Task brief: An exact reproduction of each record is required.

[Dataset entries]
..............................

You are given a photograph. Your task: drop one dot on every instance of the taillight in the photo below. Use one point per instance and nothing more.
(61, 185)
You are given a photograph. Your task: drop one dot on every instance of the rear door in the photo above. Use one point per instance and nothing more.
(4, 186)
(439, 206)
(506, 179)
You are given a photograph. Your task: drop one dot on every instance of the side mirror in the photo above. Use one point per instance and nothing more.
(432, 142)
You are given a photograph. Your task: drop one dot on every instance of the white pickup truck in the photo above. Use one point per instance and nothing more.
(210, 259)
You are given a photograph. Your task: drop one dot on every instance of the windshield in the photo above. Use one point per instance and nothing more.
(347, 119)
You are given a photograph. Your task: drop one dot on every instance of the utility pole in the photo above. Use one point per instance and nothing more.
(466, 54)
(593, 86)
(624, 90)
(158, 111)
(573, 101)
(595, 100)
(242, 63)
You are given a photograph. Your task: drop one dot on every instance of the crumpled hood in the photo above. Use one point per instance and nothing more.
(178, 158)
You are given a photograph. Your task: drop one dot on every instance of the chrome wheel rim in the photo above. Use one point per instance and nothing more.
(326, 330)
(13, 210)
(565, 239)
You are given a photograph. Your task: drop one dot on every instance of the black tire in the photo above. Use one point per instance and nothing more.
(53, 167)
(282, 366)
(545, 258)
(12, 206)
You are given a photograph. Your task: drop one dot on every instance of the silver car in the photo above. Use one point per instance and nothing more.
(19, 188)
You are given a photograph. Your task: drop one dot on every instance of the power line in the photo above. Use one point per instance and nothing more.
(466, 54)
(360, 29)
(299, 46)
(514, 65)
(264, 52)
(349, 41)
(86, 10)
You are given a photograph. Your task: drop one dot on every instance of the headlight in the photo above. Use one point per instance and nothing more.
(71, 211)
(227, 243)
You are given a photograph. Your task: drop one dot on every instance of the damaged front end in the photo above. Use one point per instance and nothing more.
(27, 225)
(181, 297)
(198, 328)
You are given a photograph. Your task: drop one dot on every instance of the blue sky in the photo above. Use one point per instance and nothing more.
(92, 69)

..............................

Solution:
You are given a photograph. Your task: drop one dot on every instance of the taillight in the photo below. Use one point per instance and nothing more.
(61, 185)
You are given a photograph. Your task: drop one dot on every instance of the rear door in the photo above. Use one point per instance and nothing more.
(4, 186)
(439, 206)
(506, 179)
You are given a photograph. Your task: drop one dot on every instance of the side mirror in the photo above. Use one point per instance and nothing more.
(432, 142)
You are given a photograph. Your task: drop one dot on every instance of the white pickup truck in the photo above. Use one point per instance and nothing more.
(210, 259)
You are given a photograph. Your task: drop one dot on every instance of the windshield in the photo above. Use one point per instance and nothing more.
(347, 119)
You are given a photograph. Your task: drop one dot on every instance of the utility pole in the photo above. Use one point per instance and nothing more.
(466, 54)
(593, 86)
(624, 90)
(158, 111)
(573, 101)
(595, 100)
(242, 63)
You are given a photograph. Your task: drop one dot on every instance of the crumpled hood in the photo above. Use one point per instance and nothing more.
(178, 158)
You are given a photograph. Your task: drop one dot on every instance of the chrome wheel rim in the photo above. Use one point per instance and nothing more.
(326, 330)
(13, 210)
(565, 239)
You are given a photograph. Your task: drop one dot on every instance of the black tire in the photo above. Use one point per instance and nothing more.
(53, 167)
(282, 366)
(545, 258)
(12, 206)
You are given a photograph. Your task: drop one dot on every instance of the silver car in the photo above. Use one point per instance and nothing more.
(19, 188)
You are given a photograph. Your task: drop one dot on every instance of the power line in the photo above. Use one point per instance and nothing more.
(466, 54)
(360, 29)
(299, 46)
(514, 65)
(264, 52)
(349, 41)
(86, 10)
You are given a photograph. Your task: drop one dot on every instance of the headlight in the photo above. Use one point per instance and nothing more.
(71, 211)
(227, 243)
You are given a photograph. Your task: drop one dot on every instance of the damaged front end in the photo above. Use one point per instance and nothing more.
(27, 225)
(181, 297)
(198, 328)
You are given a photograph. Your task: drop one dot on every instance of the blue sky in the photo above. Use one point per instance and nothing more.
(92, 69)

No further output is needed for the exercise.